**TUJUAN 1**
Tuliskan kembali tanpa perubahan bagian teks tentang PKA, mulai dari "Alun-alun PKA |" dan berakhir pada "budaya kita.".
**TUJUAN 2**
Kumpulkan setiap baris yang memuat kata "glass"; huruf besar dan kecil harus sama persis.

**KUTIPAN DOKUMEN**
········

Alun-alun PKA |
Aku akhirnya ke PKA lagi! Kali
ini dengan Ariel.
Niatnya untuk melihat hal
baik dari pergelaran empat tahunan ini. Semacam punya tanggung jawab untuk mengabarkan hal positif. Karena tak bisa dipungkiri (terlepas dari geeoolll dangdut), PKA memberi pengenalan tentang ragam
budaya kita.
Dibandingkan malam hari,
berkeliling PKA ketika pagi jauh lebih menenangkan. Nggak terlalu berdesakan
kayak naik haji. Leluasa berkeliling masuk kesana sini anjungannya.
Anjungan pertama kami singgahi
adalah kota Subulussalam. Anjungan ini kecil sekali. Baru masuk cuma ada
pelaminan saja. Di terasnya dipake untuk jualan benda-benda tempoe doeloe. Aku dan Ariel cuma melongo.
Nggak ada guide, panitia yang
menjelaskan ini itu. Bingung akhirnya kami turun dari rumah panggung itu.
Hanya bersebelahan, aku singgah
ke anjungan Pidie Jaya. Anjungannya besar berbentuk rumah panggung. Di kolong
rumah beberapa anak sibuk latihan nari untuk pementasan. Di anjungan ini, ada
miniatur yang bikin aku berdecak kagum. Miniatur Masjid Raya Baiturrahman yang
tersusun dari pecahan cermin.

········

**BARIS DATA**
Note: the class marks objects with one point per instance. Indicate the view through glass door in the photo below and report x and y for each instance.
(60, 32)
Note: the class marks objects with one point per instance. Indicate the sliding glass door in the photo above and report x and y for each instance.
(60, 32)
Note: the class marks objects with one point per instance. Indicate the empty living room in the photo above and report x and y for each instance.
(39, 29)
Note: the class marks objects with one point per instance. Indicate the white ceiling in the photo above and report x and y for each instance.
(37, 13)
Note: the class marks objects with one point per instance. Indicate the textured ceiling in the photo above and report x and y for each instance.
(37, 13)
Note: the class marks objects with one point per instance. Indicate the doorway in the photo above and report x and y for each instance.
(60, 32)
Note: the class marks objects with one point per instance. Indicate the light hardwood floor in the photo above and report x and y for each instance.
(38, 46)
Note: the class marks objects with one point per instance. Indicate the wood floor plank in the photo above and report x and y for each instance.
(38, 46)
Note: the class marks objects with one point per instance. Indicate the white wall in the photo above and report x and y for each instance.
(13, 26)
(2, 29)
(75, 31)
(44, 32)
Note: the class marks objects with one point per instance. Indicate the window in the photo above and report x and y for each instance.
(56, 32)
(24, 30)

········

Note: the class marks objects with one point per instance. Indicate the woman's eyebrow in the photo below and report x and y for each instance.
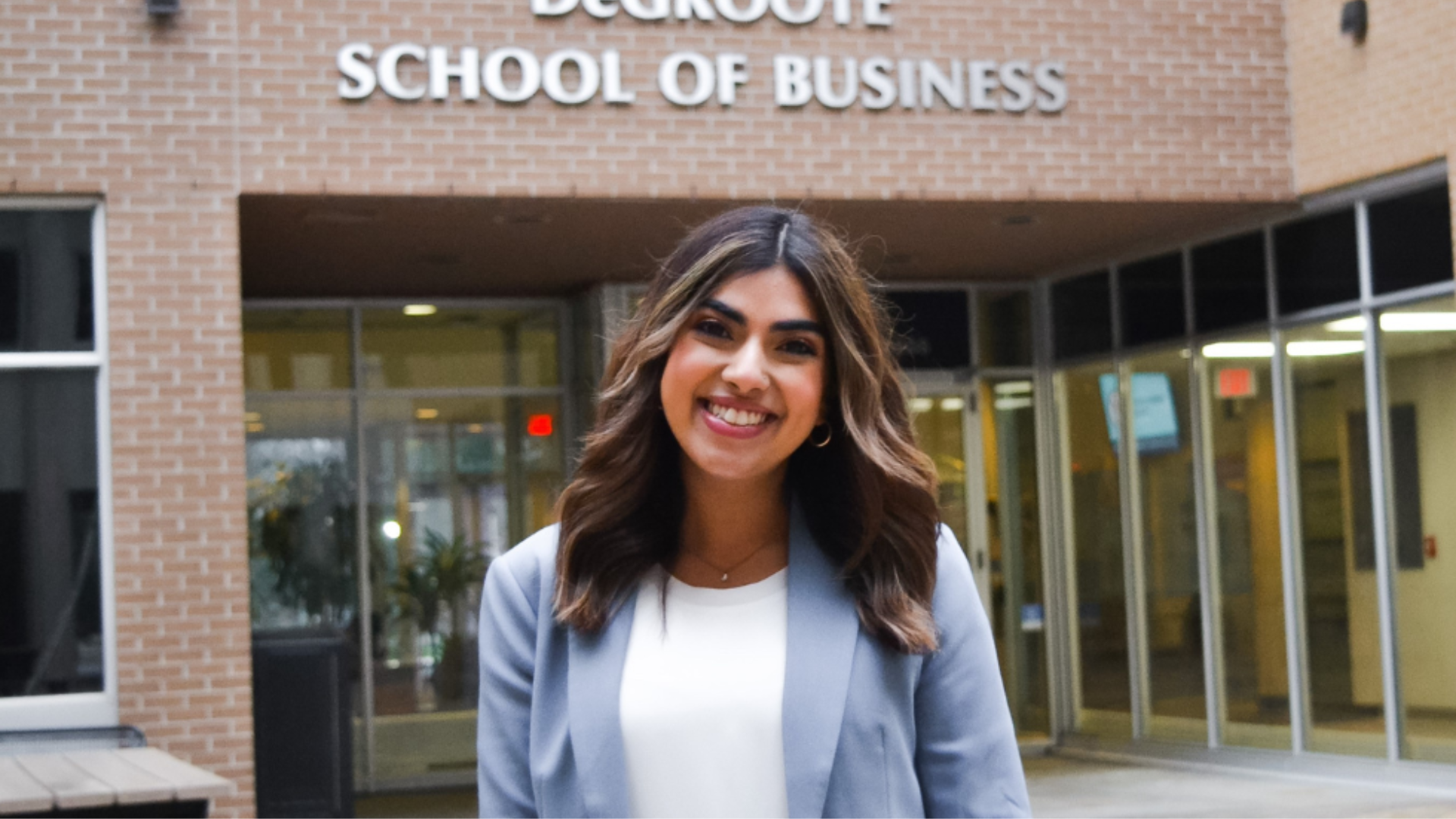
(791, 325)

········

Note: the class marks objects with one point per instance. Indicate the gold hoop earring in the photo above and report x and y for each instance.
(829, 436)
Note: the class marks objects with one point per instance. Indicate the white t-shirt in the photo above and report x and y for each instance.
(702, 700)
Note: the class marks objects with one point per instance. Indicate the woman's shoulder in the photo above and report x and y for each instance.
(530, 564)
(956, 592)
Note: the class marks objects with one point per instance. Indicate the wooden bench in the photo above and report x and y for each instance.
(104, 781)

········

**HASIL LATIHAN 1**
Alun-alun PKA |
Aku akhirnya ke PKA lagi! Kali
ini dengan Ariel.
Niatnya untuk melihat hal
baik dari pergelaran empat tahunan ini. Semacam punya tanggung jawab untuk mengabarkan hal positif. Karena tak bisa dipungkiri (terlepas dari geeoolll dangdut), PKA memberi pengenalan tentang ragam
budaya kita.

**HASIL LATIHAN 2**
Note: the class marks objects with one point per instance. Indicate the view through glass door in the photo below and report x and y for each instance.
Note: the class marks objects with one point per instance. Indicate the sliding glass door in the photo above and report x and y for each instance.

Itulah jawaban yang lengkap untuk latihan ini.